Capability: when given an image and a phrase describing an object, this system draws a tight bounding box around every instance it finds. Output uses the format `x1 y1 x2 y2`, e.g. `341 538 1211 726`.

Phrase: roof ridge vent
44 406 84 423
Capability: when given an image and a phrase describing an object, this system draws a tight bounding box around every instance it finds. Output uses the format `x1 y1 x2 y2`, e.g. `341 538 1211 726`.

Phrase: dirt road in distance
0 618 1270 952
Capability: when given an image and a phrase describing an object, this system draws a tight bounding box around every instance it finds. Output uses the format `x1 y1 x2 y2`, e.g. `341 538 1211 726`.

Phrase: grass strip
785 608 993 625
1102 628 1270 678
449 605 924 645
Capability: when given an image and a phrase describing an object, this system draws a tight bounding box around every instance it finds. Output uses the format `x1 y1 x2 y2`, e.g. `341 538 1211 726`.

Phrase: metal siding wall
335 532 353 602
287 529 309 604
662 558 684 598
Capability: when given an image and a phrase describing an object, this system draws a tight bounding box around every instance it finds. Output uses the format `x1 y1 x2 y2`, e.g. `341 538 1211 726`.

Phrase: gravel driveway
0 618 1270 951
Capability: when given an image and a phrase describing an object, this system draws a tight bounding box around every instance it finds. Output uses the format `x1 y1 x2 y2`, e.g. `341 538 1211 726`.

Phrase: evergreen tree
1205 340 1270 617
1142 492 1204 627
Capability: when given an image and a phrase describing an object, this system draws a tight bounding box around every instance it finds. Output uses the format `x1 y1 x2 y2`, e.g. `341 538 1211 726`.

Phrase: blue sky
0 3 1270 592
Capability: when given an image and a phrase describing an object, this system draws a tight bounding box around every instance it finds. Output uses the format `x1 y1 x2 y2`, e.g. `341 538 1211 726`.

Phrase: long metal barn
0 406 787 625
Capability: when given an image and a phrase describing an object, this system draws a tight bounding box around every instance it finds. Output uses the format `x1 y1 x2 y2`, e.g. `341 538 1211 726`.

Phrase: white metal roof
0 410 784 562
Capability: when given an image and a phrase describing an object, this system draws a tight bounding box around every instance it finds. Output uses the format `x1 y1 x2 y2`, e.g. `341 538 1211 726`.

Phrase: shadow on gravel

────────────────────────────────────────

*Work instructions*
Write out the whole listing again, exactly as it stands.

*Problem solution*
Capability: when given an image and a phrase describing an object, this system draws a tight bounding box around every instance it finds. Output uses the format `x1 y1 x2 y2`, e.g. `341 538 1211 726`.

Phrase: roof ridge vent
44 406 84 423
Capability: when given an image and a phrase describing an object, this system draws a tight bounding box around every instance it finds. Output uses the format `x1 y1 x2 y2`, e.g. `341 538 1211 726`.

Phrase: dirt road in distance
0 618 1270 952
Capability: when given an image and a phrase describing an object, this system draws a tight bounding box around every instance it finds. Output uses the format `x1 y1 x2 y2`, e.g. `341 538 1211 726`.

Phrase: grass strip
785 608 993 625
1102 628 1270 678
449 605 924 645
Capability: when given an image and a phrase describing an object, this system draws a tight bounding box around every instance it finds. Output uses the format `x1 y1 x2 y2`, e.g. `341 538 1211 726`.

Phrase: metal siding wall
335 532 353 602
287 529 309 604
662 558 684 598
Capability: when given an image and a phrase describing an object, this system draws a tight bounding box around every instance it finds. Output uses the format `x1 y1 x2 y2`, e.g. `341 538 1211 726`.

Phrase: gravel driveway
0 618 1270 951
Capability: when given an image and a phrase describing an object, this system draws a tight bounding box around every instance it finds. Output uses the format `x1 y1 x2 y2`, e.g. `341 538 1211 726`.

Phrase: evergreen tree
1205 340 1270 617
1142 492 1204 627
Capability: when given an image and a phrase describing an object, this system draws a tight bounding box around every instance it finds. Output uses the format `x1 y1 x2 y2`, e.g. `341 538 1211 726`.

Phrase: blue sky
0 3 1270 592
Capability: when given an image and a phrase describing an object, this system draws a tight bounding box around every instance it finds. Output uses the format `x1 y1 x2 y2`, e.g. `341 538 1211 726`.

Phrase: long metal barn
0 406 787 625
Capability: when given an image and a phrase describing an object, this system draws a tight bounding box around every instance it finds. Output uses the format `x1 y1 x2 y2`, e.g. `341 538 1211 726`.

Phrase: white metal roof
0 410 784 562
Capability: when given an image and a phrase describing an object, this system draws a tight bounding box around every instance it finds. Output uses the format `x1 y1 x2 y2`, e.g. `341 538 1211 726`.

Phrase: shadow on gravel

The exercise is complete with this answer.